::: Records for this exercise

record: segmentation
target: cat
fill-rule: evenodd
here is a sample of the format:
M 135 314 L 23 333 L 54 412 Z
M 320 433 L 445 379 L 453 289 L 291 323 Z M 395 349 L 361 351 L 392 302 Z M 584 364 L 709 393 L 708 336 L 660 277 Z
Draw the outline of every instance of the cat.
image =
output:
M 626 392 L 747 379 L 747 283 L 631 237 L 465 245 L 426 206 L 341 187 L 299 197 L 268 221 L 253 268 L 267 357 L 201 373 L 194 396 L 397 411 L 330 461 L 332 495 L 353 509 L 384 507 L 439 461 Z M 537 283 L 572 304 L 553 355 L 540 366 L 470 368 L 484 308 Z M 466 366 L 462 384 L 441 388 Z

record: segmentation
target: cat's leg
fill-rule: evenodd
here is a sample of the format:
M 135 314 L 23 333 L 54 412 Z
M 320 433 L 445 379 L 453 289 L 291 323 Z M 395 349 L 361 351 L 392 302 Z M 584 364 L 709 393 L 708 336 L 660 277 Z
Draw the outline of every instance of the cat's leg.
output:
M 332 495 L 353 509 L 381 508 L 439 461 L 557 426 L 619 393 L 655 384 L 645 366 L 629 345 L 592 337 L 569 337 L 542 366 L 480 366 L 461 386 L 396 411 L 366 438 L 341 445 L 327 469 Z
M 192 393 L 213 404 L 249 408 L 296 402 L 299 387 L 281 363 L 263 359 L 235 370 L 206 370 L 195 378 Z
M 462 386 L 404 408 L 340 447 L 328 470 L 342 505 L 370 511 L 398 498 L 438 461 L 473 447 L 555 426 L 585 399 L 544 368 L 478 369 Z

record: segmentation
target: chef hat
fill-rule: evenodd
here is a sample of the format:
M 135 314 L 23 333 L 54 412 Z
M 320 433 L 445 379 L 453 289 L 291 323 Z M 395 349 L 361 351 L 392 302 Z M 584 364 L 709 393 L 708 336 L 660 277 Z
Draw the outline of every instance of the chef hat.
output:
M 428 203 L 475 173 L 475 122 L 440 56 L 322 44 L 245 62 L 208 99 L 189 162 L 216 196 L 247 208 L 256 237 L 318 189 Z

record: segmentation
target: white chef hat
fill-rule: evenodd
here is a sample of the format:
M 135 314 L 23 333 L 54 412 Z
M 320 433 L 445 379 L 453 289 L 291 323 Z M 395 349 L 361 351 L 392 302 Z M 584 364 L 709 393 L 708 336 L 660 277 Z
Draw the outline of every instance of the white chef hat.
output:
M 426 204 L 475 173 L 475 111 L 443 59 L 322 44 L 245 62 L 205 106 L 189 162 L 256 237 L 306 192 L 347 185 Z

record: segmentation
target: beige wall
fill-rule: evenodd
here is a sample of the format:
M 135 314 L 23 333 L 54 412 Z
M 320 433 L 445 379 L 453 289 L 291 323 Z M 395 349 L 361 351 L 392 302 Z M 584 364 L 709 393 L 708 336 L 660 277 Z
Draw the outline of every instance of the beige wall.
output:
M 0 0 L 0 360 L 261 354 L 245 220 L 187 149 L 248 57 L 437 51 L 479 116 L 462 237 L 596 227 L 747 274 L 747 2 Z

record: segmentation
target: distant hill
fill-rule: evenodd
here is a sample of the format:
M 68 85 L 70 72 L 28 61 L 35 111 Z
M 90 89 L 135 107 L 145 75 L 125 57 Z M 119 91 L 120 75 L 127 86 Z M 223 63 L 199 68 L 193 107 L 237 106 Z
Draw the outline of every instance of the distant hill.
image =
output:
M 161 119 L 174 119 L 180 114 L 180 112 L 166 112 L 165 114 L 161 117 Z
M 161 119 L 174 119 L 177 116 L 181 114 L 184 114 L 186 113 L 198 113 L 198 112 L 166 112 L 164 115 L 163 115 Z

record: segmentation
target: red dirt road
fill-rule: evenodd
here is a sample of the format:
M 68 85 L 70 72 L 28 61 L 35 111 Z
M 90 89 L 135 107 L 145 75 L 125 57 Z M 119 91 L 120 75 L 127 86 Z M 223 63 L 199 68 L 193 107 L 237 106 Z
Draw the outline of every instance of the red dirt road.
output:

::::::

**Written task**
Copy out every row above, putting "outline labeling" wherever "segmentation" appears and keeping everything else the same.

**Response to the task**
record: outline labeling
target: cat
fill-rule: evenodd
here is a sample of the format:
M 135 314 L 23 333 L 54 412 Z
M 320 433 L 445 379 L 453 289 L 291 323 Z M 395 349 L 361 351 L 392 302 Z M 584 364 L 709 393 L 708 336 L 660 277 Z
Draw the outline of every instance of the cat.
image =
output:
M 626 392 L 747 379 L 747 283 L 631 237 L 465 245 L 426 206 L 341 187 L 299 197 L 268 221 L 253 268 L 267 357 L 201 373 L 194 396 L 397 411 L 330 461 L 332 495 L 353 509 L 384 507 L 439 461 Z M 537 283 L 572 304 L 553 355 L 540 366 L 470 368 L 484 308 Z M 466 366 L 462 384 L 441 388 Z

record: outline labeling
target: cat's leg
fill-rule: evenodd
here is a sample of the format:
M 135 314 L 23 333 L 54 412 Z
M 320 433 L 445 379 L 453 289 L 291 323 Z M 395 349 L 361 351 L 392 302 Z M 584 364 L 709 393 L 708 336 L 660 277 Z
Draw the outline of every instance of the cat's leg.
output:
M 332 495 L 353 509 L 381 508 L 439 461 L 557 426 L 619 393 L 655 384 L 645 366 L 629 345 L 592 337 L 569 337 L 542 366 L 480 366 L 461 386 L 396 411 L 366 438 L 341 445 L 327 469 Z
M 192 393 L 213 404 L 249 408 L 296 402 L 299 387 L 281 363 L 263 359 L 235 370 L 206 370 L 195 378 Z
M 462 386 L 404 408 L 340 447 L 328 470 L 342 505 L 370 511 L 398 498 L 438 461 L 473 447 L 555 426 L 585 399 L 544 368 L 478 369 Z

record: outline labeling
target: chef hat
fill-rule: evenodd
here is a sample of the format:
M 135 314 L 23 333 L 54 412 Z
M 320 433 L 445 379 L 453 289 L 291 323 Z M 395 349 L 361 351 L 392 302 Z M 584 364 L 709 393 L 708 336 L 660 277 Z
Draw the outline of every instance of the chef hat.
output:
M 428 203 L 475 173 L 475 122 L 440 56 L 322 44 L 245 62 L 208 99 L 189 162 L 216 196 L 247 208 L 256 237 L 318 189 Z

record: outline labeling
target: white chef hat
fill-rule: evenodd
here is a sample of the format:
M 135 314 L 23 333 L 54 412 Z
M 320 433 L 445 379 L 453 289 L 291 323 Z M 395 349 L 361 351 L 392 302 Z M 584 364 L 709 393 L 708 336 L 660 277 Z
Draw the outline of every instance of the white chef hat.
output:
M 426 204 L 475 173 L 475 111 L 443 59 L 322 44 L 245 62 L 205 106 L 189 162 L 256 237 L 306 192 L 347 185 Z

record: outline labeling
target: beige wall
fill-rule: evenodd
here is a sample of the format:
M 135 314 L 23 333 L 54 412 Z
M 320 433 L 445 379 L 453 289 L 291 323 Z M 395 349 L 361 351 L 392 302 Z M 584 364 L 709 393 L 708 336 L 660 277 Z
Draw the outline of every instance of the beige wall.
output:
M 0 0 L 0 360 L 261 354 L 245 220 L 187 149 L 248 57 L 437 51 L 479 116 L 462 237 L 596 227 L 747 274 L 747 2 Z

record: outline labeling
target: distant hill
fill-rule: evenodd
here is a sample of the format:
M 68 85 L 70 72 L 28 61 L 35 111 Z
M 90 89 L 135 107 L 145 75 L 125 57 Z M 119 91 L 120 75 L 127 86 Z M 223 63 L 199 68 L 193 107 L 237 106 Z
Draw the outline of every instance of the distant hill.
image =
output:
M 161 119 L 174 119 L 180 114 L 180 112 L 166 112 L 165 114 L 161 117 Z
M 161 119 L 174 119 L 177 116 L 181 114 L 184 114 L 186 113 L 198 113 L 198 112 L 166 112 L 164 115 L 163 115 Z

record: outline labeling
target: red dirt road
fill-rule: evenodd
here is a sample of the format:
M 68 85 L 70 72 L 28 61 L 35 111 Z
M 90 89 L 135 107 L 145 75 L 125 57 Z M 119 91 L 120 75 L 127 86 Z M 223 63 L 199 68 L 193 107 L 237 106 Z
Draw the outline of every instance of the red dirt road.
output:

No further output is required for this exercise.